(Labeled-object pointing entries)
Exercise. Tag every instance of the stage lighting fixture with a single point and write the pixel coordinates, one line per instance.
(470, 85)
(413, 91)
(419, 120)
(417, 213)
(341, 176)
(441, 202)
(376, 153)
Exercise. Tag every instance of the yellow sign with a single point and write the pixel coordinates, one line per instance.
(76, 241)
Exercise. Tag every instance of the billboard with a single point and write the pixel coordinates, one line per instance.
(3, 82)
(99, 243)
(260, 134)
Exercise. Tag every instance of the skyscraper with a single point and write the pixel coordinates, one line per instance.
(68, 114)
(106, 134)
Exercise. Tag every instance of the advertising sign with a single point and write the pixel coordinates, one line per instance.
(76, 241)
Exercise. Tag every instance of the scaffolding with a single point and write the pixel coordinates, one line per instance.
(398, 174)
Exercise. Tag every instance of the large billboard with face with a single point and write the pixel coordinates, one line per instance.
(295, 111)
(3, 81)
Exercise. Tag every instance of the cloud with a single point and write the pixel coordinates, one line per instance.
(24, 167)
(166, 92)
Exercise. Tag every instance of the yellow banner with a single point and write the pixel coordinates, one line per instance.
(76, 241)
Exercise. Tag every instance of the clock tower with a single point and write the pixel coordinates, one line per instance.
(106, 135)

What you have to do: Convert everything from the line containing "Exercise. Tag every instance of the cloud" down to the end of the material into a numbered list, omitting any blank lines.

Task output:
1. Exercise. Tag every instance of the cloud with a single point and write the pixel coordinates, one line per instance.
2. (24, 167)
3. (166, 92)
4. Exercise. Tag every instance of the yellow banner with a single point and write the pixel coordinates, one line per instance.
5. (76, 241)
6. Exercise. Tag every instance of the clock tower with a single point and write the pixel coordinates, one line per instance.
7. (106, 135)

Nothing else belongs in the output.